### SET EXERCISE
Copy every line from the one containing "the man's eyebrow" through the last line of the records below, both included, and nothing else.

### INFORMATION SUPPLIED
::::::
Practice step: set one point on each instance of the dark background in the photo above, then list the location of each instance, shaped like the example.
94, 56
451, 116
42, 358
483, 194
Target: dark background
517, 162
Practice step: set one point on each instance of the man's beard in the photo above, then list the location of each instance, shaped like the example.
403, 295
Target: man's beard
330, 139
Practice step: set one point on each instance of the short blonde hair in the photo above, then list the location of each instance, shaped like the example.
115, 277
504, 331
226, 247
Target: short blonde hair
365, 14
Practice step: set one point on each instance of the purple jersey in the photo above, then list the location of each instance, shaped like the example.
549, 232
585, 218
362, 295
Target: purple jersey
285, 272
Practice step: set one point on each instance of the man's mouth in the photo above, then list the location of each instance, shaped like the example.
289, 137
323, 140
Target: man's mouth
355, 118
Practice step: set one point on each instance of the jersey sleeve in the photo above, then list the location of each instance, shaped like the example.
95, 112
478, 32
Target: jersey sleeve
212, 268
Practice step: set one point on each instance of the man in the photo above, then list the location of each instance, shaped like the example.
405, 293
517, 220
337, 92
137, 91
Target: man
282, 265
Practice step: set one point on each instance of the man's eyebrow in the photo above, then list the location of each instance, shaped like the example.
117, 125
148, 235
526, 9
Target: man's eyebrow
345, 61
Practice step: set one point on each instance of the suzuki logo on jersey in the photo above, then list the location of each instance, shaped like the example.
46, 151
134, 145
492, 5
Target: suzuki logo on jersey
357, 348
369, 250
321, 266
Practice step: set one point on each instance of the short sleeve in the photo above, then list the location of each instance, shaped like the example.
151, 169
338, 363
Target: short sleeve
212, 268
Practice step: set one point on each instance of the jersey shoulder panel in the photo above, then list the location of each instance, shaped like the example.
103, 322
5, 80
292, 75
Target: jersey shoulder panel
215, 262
::::::
### EXERCISE ANSWER
Practice step: set one point on each instance of the man's eyebrow in the photo above, then list the location of each instance, shaped like the example.
117, 125
148, 235
526, 9
Target: man's eyebrow
345, 61
Practice step: set one point on each instance of the suzuki logo on jersey in the photo above, then list the location of each instance, shaped like the example.
46, 151
134, 145
492, 5
Target: suzuki logo on jersey
357, 348
369, 250
321, 266
Practice step: set one point on each instance of the short sleeve in the photo above, then list the location of each instance, shaped like the example.
151, 169
338, 363
Target: short sleeve
212, 268
Practice step: set one point on each instance of the jersey shoulder panel in the photo above, then list the location of each instance, shaped like the example.
103, 322
5, 80
292, 75
Target: jersey shoulder panel
215, 262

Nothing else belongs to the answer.